--- START TASK INPUT ---

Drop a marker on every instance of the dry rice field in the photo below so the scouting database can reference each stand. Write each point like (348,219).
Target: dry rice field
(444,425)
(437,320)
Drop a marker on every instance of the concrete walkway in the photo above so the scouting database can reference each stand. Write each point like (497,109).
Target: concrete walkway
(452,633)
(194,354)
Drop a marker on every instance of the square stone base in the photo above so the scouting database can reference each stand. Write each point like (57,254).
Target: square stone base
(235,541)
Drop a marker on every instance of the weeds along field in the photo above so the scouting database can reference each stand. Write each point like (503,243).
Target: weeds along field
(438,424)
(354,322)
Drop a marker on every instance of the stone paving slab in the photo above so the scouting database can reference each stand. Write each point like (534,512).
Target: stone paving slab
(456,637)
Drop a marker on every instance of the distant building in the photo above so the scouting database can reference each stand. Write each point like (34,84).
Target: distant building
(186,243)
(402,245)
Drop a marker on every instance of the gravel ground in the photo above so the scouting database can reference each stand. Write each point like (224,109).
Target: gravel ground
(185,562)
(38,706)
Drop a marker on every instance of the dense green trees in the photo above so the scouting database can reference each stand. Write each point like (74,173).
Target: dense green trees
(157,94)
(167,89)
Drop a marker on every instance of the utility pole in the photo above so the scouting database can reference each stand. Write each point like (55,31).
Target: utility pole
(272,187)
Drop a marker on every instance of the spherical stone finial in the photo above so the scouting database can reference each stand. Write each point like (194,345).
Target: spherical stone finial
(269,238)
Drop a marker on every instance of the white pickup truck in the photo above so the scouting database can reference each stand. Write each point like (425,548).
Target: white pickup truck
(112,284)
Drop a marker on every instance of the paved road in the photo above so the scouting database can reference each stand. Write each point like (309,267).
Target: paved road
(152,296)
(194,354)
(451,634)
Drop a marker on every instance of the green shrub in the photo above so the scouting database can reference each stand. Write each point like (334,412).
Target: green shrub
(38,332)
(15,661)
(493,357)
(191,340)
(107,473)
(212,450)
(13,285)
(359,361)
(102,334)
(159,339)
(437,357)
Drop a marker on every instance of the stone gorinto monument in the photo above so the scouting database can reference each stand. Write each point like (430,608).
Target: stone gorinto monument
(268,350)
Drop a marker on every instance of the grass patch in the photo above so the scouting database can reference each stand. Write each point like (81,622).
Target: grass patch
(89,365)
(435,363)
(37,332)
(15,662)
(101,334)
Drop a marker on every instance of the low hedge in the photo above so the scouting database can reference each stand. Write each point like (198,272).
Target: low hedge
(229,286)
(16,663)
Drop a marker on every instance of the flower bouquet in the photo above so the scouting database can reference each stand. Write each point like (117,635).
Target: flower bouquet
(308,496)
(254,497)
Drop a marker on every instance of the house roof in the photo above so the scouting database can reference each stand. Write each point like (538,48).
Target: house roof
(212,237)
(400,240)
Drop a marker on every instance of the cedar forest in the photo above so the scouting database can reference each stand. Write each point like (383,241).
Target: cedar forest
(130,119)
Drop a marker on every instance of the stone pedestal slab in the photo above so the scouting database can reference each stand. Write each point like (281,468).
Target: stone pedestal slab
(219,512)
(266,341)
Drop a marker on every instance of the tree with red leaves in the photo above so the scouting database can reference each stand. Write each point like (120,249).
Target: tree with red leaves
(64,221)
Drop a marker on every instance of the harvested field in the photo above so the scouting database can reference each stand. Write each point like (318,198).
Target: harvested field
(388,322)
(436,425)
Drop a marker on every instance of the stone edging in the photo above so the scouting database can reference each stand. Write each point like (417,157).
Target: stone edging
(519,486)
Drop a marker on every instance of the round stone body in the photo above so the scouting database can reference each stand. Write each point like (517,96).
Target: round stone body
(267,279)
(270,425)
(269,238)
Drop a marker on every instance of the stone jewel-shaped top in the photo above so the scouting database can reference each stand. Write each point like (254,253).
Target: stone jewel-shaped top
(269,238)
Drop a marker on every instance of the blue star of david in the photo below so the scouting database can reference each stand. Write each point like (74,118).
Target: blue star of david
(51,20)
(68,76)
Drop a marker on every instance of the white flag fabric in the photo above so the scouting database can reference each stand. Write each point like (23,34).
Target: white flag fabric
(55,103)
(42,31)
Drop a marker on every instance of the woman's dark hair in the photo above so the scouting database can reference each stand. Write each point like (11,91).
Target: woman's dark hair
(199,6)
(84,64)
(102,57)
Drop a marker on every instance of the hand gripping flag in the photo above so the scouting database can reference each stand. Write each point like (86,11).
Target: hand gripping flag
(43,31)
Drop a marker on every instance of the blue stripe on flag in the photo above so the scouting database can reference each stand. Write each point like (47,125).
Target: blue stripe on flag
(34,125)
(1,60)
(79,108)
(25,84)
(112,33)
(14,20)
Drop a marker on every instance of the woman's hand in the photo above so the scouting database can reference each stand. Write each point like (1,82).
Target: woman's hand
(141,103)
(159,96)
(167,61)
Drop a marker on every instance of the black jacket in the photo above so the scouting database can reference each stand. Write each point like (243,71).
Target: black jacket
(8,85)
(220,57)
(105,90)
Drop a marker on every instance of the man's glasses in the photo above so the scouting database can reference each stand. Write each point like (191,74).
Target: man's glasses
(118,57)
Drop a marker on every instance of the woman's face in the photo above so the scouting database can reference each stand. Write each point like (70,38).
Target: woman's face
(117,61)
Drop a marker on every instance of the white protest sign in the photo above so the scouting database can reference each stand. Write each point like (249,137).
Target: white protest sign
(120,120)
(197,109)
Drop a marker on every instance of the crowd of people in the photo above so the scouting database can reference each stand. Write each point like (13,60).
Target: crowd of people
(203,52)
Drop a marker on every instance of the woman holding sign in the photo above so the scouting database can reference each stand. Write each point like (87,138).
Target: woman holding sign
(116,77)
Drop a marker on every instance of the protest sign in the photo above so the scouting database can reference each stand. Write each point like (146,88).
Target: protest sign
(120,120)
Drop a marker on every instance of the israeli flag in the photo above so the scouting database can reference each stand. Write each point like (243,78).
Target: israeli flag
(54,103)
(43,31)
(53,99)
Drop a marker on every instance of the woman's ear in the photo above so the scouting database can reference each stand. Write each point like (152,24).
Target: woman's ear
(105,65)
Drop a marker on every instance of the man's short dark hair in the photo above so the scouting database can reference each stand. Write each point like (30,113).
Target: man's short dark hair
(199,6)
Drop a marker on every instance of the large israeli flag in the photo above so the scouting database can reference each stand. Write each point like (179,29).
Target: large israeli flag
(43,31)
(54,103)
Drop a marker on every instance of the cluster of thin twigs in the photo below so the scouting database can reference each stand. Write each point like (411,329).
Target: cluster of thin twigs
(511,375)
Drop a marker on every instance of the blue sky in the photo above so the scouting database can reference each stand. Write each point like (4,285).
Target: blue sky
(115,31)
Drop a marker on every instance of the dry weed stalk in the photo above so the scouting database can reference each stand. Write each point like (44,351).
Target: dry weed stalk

--- END TASK INPUT ---

> TASK PROMPT
Make an exact copy of the listing, including every line.

> SOLUTION TO THIS TASK
Drop a marker on every instance of the dry rice field in the photo below so the scouting database can reference each stand. Write each point like (348,219).
Target: dry rice field
(444,425)
(437,320)
Drop a marker on every instance of the concrete walkway in the photo above so the scouting database can reference each stand. Write each point like (497,109).
Target: concrete walkway
(452,633)
(194,354)
Drop a marker on every instance of the square stone base in the photo above so the scouting database can reference each stand. Write each point like (57,254).
Target: square stone base
(235,541)
Drop a marker on every instance of the weeds along field in the photo above so the scouting database can reference each stand. Write each point like (503,243).
Target: weeds along field
(438,424)
(354,322)
Drop a marker on every instance of the stone paving slab in the photo above so the scouting database can reference each stand. Write each point like (534,512).
Target: stone paving slab
(456,637)
Drop a marker on every instance of the distant building in the photo above so the scouting database can reference each stand. Write each point like (34,84).
Target: distant building
(186,243)
(402,245)
Drop a marker on every instance of the gravel ground in the photo above so the scouting database can reference each stand. Write each point like (224,109).
Target: gravel ground
(185,562)
(38,706)
Drop a marker on every instance of the dense green trees in the photo above so the scouting database can reference each stand. Write each point like (74,173).
Target: dense green trees
(157,94)
(167,89)
Drop a marker on every instance of the utility pole in the photo above so the scouting database can reference each stand. Write each point like (55,31).
Target: utility pole
(272,187)
Drop a marker on every instance of the spherical stone finial in the photo above so the scouting database can reference each stand. Write each point like (194,345).
Target: spherical stone finial
(269,238)
Drop a marker on every instance of the white pickup truck in the photo above so the scouting database can reference each stand. Write each point like (425,548).
Target: white pickup truck
(112,284)
Drop a marker on every instance of the paved road in the photo above so the scouting database can reference each stand. Write each point like (309,267).
Target: paved road
(152,296)
(194,354)
(451,634)
Drop a marker on every instance of the green shrub in the photo above so the scouting database can reference each stand. Write each point like (334,412).
Target: green shrub
(38,332)
(15,661)
(493,357)
(191,340)
(107,473)
(212,450)
(13,285)
(359,361)
(102,334)
(159,339)
(437,357)
Drop a marker on every instance of the stone gorinto monument in the photo above so the scouting database can reference each stand. Write each point like (430,608).
Target: stone gorinto monument
(268,350)
Drop a marker on every instance of the grass patch in the photo above so the scouting database can reference each stand. Write each point like (81,622).
Target: grass patch
(89,365)
(435,363)
(37,332)
(15,662)
(101,334)
Drop a marker on every instance of the low hedge in the photo above so the scouting database can reference each stand. Write each point like (198,272).
Target: low hedge
(229,286)
(16,663)
Drop a marker on every instance of the flower bouquet in the photo above so the scouting database can reference each stand. Write each point like (117,635).
Target: flower bouquet
(308,496)
(254,497)
Drop a marker on every instance of the house roof in the photo above so the scouting database can reference each stand. Write each point like (538,48).
Target: house roof
(212,237)
(400,240)
Drop a marker on every instance of the cedar forest in the photo above so the scouting database can reference each stand. Write each point like (383,241).
Target: cedar forest
(130,119)
Drop a marker on every instance of the stone pedestal slab in the photo above so the scouting database can reference each stand. Write each point like (281,468).
Target: stone pedestal slab
(219,512)
(266,341)
Drop a marker on every instance of the tree with red leaves in the photo above so the scouting database can reference each stand. Write each point like (120,249).
Target: tree with red leaves
(64,221)
Drop a marker on every instance of the harvested field in the photo above so the scouting database can reference each stand. Write each point like (318,198).
Target: harvested field
(388,322)
(436,425)
Drop a marker on every instance of the stone edging in the photo above so the scouting database can reference each stand. Write each point like (417,157).
Target: stone edging
(519,486)
Drop a marker on every instance of the round stone body in the photo above so the scouting database can reference each stand. Write each point like (517,96).
Target: round stone body
(267,279)
(270,425)
(269,238)
Drop a marker on every instance of the stone jewel-shaped top in the photo above so the scouting database can reference each stand. Write each point like (254,253).
Target: stone jewel-shaped top
(269,238)
Drop a marker on every instance of the blue star of david in the photo below so the scouting database can reference each stand. Write each point like (74,118).
Target: blue star of david
(51,20)
(68,76)
Drop a marker on every instance of the white flag fabric in the photo above so the scouting database can reference each stand. Write each point like (23,34).
Target: white flag fabric
(55,103)
(42,31)
Drop a marker on every instance of the woman's dark hair in the photo above so the scouting database can reference each stand. Write each point like (11,91).
Target: woman's dark hair
(199,6)
(84,64)
(102,57)
Drop a marker on every instance of the hand gripping flag in the photo above so the scouting database can reference each stand. Write each point like (86,11).
Target: hand gripping flag
(43,31)
Drop a marker on every instance of the blue stripe on flag in the photo above so the scouting database can reference each stand. Write each point like (47,125).
Target: blue stripe on flag
(34,125)
(1,60)
(79,108)
(25,84)
(112,33)
(14,20)
Drop a marker on every instance of the woman's hand in the photo above so the scouting database can reference each stand. Write each point like (1,82).
Target: woman's hand
(141,103)
(159,96)
(167,61)
Drop a marker on every instance of the black jacket in the photo above so the scouting database can reference each stand. Write each point like (243,71).
Target: black jacket
(8,85)
(220,57)
(105,90)
Drop a marker on every instance of the man's glasses in the photo above so the scouting database can reference each stand. Write each point like (191,74).
Target: man's glasses
(118,57)
Drop a marker on every instance of the woman's face in the photo above so the scouting database can reference each stand. Write each point like (70,38).
Target: woman's face
(117,61)
Drop a marker on every instance of the white protest sign in the photo above so the scouting database can reference each stand. Write each point like (249,137).
Target: white protest sign
(120,120)
(197,109)
Drop a marker on every instance of the crowd of people in the photo above so the scouting database can reference each stand. Write each point like (13,60).
Target: crowd of people
(203,52)
Drop a marker on every instance of the woman holding sign in the photo above so the scouting database can reference each stand. Write each point like (87,138).
Target: woman holding sign
(116,77)
Drop a marker on every instance of the protest sign in the photo above so the scouting database can reference each stand. Write each point like (146,88).
Target: protest sign
(120,120)
Drop a marker on every instance of the israeli flag in the photo above so the scouting database can reference each stand. Write each point like (243,78).
Target: israeli flag
(54,103)
(43,31)
(53,99)
Drop a marker on every instance of the woman's ear in the photo above so the scouting database can reference each stand. Write each point like (152,24).
Target: woman's ear
(105,65)
Drop a marker on every instance of the man's short dark hair in the photo above so the scouting database can reference each stand. Write each point like (30,113).
Target: man's short dark hair
(199,6)
Drop a marker on every instance of the large israeli flag in the photo above so the scouting database can reference each stand. Write each point like (179,29).
Target: large israeli flag
(43,31)
(54,103)
Drop a marker on every instance of the cluster of thin twigs in the photo below so the scouting database can reference each stand. Write each point like (411,329).
Target: cluster of thin twigs
(511,375)
Drop a marker on every instance of the blue sky in the photo above so the scouting database can reference each stand. Write each point like (4,285).
Target: blue sky
(115,31)
Drop a marker on every instance of the dry weed stalk in the photo above so the scouting database can reference each stand. Write each point like (44,351).
Target: dry weed stalk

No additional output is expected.